— Begin Input rows —
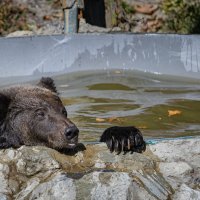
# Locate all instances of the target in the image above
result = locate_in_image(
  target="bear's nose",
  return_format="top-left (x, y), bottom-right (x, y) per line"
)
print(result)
top-left (65, 126), bottom-right (79, 140)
— End Input rows —
◆ Stated problem:
Rewrite the entries above, replacing "bear's nose" with "bear's snout" and keeping everything else the same. Leave the pictures out of your answer.

◆ Full solution:
# Locate all instances of the target in the image above
result = locate_in_image(
  target="bear's snout",
  return_format="top-left (x, y), bottom-right (x, y) per line"
)
print(result)
top-left (65, 126), bottom-right (79, 140)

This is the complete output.